Given text:
────────────────
# Paul Daley v MVP: Targeted for Bellator London



## Spite (Jul 7, 2009)

> Bellator are set to take over Belfast, Northern Ireland later this month, but plans are already being put in place for their return to the England.
> 
> The promotion announced earlier today that a press conference will be held in London next week announcing an event in the English capital city in May, and a whole host of Bellator MMA fighters on the card will be in attendance.
> 
> ...


Source

This isn't finalised, but I hope they fight. Someone is getting KTFO.


----------



## TheNinja (Dec 10, 2008)

I love it... Daley might show off his wrestling in this one. MVP is lethal standing but doesn't seem to have great tdd.


----------



## Voiceless (Nov 8, 2010)

At least he starts to get named opponents with Santos and Daley. 12-0 should be enough build up.


----------



## Spite (Jul 7, 2009)

TheNinja said:


> I love it... Daley might show off his wrestling in this one. MVP is lethal standing but doesn't seem to have great tdd.


Daley is more lethal than MVP standing. He is the only person I can remember dropping Nick Diaz twice (in fact I think he is the only one to do so).

Its a massive test for MVP, no more noobs. Daley is a legit KO artist and one of the best PVP hitters in the business, just check out his last 10 KOs... they are all nasty.

My money is on Daley, you can't count out an unorthodox striker like MVP, but daley has too much experience and other than Nick Diaz, he hasn't been stopped via strikes in over 10 years.


----------



## RangerClydeTheBlue (Jul 11, 2012)

I thought Daley legitimately didn't want this fight. I really thought we'd get Rory lay and praying Daley for the duration.

If the fight happens, I love it. Daley is one of the hardest hitters in the sport. An absolute beast with his striking. He's an easy pick, but I'm struggling with it. For his downsides, MVP I feel would look his best with a striker coming forward at him. Can Daley cut off the cage and get behind MVP's reach? Maybe, but MVP is absolutely deadly and everything he lands is a killer shot. If Daley is looking to strike, he'll be right there in front of MVP and be completely open to that.

Nick Diaz Vs Paul Daley is one of the biggest factors of me being a long term UFC fan. I watched MVP's debut fight live, joined this site with him in my sig, have 70k views on my youtube highlights for him before he even signed for Bellator...so safe to say this would be one of the biggest fights in MMA for me right now.


----------



## UKMMAGURU (Nov 15, 2009)
────────────────
Challenge: In the thread, which month is given for the Bellator event in London? Please answer briefly. The rows after this point are separate material, unrelated to the thread.

[Detection annotation rows]
────────────────
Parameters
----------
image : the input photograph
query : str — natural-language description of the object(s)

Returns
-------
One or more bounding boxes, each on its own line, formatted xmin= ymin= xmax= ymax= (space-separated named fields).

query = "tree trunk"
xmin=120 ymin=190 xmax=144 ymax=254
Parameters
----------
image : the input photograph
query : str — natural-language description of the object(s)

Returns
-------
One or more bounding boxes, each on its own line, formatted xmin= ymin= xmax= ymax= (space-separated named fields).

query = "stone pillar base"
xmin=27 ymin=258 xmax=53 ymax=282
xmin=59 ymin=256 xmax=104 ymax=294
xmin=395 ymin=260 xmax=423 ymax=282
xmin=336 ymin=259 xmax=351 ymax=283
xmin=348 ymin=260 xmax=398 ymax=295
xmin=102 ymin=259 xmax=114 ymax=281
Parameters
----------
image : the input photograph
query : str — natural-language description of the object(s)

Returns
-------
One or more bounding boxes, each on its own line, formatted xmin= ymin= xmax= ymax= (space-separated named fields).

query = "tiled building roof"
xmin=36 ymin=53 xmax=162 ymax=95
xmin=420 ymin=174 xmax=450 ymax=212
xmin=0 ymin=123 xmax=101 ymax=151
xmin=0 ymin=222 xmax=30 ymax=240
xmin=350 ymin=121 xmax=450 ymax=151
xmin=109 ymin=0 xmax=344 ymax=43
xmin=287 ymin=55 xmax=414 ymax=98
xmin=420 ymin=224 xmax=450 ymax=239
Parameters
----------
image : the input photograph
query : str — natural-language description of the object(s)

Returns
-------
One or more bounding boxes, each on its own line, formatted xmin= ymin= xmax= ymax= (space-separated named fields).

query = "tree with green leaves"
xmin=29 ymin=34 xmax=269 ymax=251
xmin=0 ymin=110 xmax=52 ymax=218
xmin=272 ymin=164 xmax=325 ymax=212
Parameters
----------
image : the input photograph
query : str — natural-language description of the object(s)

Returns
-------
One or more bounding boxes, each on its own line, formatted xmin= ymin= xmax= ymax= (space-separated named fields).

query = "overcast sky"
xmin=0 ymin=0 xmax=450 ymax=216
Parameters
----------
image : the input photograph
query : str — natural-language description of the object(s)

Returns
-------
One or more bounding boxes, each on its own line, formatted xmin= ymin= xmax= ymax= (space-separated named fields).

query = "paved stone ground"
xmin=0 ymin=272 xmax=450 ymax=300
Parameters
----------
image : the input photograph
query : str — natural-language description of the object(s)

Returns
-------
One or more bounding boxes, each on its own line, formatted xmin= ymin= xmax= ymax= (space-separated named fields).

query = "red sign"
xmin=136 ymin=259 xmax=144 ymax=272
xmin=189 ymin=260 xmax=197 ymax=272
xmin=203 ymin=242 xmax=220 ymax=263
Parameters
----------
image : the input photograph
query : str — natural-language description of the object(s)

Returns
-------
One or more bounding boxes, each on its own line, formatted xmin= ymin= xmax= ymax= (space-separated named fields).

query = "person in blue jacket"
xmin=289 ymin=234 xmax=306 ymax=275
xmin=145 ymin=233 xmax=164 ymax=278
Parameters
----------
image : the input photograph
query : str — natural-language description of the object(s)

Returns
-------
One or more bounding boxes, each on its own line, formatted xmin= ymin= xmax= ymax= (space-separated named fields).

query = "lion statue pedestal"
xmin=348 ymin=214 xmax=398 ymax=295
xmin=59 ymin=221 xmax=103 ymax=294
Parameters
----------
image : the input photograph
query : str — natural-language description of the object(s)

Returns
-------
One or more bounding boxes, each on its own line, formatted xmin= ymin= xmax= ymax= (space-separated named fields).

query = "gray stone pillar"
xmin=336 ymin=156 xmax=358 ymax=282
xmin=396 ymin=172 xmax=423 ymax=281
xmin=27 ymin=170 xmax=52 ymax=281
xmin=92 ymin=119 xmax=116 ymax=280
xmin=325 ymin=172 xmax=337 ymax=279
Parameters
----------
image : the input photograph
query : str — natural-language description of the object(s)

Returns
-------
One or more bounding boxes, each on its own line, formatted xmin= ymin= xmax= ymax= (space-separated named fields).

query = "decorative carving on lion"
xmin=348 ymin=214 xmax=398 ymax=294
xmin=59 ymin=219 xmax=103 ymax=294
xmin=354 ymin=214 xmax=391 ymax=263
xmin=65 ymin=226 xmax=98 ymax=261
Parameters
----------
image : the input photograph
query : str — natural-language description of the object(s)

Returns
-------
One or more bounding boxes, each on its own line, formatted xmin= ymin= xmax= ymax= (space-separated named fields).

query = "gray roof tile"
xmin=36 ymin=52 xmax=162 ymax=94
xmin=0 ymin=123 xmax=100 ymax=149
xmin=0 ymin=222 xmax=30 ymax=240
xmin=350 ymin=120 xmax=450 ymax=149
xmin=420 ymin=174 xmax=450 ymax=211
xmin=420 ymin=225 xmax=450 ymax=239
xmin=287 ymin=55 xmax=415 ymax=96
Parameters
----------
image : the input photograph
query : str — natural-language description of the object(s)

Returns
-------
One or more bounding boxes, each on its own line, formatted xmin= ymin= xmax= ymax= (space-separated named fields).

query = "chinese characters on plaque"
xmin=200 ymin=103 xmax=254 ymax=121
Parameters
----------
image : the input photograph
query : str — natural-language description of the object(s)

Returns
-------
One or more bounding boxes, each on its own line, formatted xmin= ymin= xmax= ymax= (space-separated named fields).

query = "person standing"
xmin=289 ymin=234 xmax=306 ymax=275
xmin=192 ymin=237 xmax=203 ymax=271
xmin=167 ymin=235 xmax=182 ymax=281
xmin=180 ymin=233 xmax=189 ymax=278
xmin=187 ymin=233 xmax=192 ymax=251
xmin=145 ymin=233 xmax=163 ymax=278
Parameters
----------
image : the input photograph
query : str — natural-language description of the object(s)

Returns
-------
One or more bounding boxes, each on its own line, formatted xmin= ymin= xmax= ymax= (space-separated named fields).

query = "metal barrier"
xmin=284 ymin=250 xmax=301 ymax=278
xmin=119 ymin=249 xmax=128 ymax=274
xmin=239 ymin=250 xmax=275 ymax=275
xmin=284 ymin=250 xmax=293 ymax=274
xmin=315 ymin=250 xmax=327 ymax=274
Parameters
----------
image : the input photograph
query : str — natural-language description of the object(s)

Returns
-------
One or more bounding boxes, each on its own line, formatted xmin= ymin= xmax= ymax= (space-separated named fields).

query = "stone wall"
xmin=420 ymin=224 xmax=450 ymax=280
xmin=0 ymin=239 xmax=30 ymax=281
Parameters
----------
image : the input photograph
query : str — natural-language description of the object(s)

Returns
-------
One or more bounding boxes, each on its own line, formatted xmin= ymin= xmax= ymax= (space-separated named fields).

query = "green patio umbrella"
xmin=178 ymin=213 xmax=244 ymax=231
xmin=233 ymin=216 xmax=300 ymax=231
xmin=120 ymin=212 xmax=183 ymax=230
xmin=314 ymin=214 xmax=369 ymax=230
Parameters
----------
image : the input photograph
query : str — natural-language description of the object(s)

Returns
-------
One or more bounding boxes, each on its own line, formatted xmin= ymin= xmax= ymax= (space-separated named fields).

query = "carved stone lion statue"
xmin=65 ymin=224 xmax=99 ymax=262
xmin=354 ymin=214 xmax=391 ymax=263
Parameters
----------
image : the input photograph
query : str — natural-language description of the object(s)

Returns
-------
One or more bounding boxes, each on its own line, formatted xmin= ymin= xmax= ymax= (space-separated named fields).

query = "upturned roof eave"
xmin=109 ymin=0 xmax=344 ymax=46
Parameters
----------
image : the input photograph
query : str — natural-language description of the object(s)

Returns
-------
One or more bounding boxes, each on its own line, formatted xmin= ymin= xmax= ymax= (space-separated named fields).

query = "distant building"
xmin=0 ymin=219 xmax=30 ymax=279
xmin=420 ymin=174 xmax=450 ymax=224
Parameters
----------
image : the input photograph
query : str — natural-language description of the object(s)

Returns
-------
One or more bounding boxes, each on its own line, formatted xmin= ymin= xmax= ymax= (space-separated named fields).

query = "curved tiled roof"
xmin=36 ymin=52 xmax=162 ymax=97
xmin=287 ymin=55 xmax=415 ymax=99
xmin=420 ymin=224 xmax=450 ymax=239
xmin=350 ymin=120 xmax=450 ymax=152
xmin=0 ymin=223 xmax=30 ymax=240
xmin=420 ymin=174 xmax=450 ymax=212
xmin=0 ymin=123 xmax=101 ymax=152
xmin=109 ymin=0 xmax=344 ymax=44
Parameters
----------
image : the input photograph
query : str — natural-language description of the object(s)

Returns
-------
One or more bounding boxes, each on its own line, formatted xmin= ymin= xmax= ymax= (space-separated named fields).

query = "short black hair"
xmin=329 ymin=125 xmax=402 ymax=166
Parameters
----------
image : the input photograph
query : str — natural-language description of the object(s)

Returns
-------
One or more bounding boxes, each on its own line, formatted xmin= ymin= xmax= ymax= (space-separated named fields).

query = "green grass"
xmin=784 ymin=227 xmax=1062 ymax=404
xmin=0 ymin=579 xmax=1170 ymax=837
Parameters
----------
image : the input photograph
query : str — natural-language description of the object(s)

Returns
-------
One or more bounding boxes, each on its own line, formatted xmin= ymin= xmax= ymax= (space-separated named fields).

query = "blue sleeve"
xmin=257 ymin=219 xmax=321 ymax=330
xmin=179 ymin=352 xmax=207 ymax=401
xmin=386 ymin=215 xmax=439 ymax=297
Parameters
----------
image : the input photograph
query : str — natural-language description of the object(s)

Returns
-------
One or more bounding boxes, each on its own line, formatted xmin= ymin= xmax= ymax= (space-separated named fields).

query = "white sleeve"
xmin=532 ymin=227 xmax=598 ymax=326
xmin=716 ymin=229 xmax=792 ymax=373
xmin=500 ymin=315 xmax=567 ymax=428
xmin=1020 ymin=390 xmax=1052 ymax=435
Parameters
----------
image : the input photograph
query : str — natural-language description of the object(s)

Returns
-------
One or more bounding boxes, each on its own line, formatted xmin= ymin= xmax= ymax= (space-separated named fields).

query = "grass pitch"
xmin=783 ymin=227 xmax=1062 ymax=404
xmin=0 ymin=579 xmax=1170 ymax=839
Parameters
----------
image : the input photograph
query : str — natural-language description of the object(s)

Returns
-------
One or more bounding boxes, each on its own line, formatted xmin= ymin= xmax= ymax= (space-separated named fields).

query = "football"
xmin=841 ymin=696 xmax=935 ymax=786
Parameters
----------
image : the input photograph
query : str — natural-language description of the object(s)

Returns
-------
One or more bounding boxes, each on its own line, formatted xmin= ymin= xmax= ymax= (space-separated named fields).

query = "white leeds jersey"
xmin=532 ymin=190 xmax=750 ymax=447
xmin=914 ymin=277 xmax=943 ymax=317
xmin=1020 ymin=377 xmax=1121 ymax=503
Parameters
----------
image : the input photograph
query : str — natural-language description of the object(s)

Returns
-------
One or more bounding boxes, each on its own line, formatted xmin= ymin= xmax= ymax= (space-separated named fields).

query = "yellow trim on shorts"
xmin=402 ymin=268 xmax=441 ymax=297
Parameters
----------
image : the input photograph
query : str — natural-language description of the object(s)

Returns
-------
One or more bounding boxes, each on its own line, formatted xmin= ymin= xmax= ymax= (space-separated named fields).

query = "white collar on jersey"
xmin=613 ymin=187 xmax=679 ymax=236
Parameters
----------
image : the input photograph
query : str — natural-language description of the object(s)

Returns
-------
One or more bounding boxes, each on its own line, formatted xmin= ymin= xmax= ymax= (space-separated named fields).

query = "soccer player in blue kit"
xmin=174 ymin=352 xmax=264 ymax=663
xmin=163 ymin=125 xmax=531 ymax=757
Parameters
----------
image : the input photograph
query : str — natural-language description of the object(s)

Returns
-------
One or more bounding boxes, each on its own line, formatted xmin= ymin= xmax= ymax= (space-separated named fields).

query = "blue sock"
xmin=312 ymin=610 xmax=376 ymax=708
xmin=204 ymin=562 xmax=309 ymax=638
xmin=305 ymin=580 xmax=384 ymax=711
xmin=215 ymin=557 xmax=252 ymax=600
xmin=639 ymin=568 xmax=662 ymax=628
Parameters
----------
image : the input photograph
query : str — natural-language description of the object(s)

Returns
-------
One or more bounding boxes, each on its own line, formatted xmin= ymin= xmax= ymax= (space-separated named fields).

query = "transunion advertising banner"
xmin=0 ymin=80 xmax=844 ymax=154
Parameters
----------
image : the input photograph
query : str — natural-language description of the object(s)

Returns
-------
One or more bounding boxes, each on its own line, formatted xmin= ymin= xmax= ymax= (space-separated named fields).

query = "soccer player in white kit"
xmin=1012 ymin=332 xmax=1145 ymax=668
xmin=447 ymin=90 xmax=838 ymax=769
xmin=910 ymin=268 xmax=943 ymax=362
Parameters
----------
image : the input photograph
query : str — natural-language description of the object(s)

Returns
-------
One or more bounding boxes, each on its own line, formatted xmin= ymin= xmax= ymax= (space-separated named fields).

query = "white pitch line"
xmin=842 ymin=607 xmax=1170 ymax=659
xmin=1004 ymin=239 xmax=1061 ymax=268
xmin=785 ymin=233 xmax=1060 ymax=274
────────────────
Expected answer: May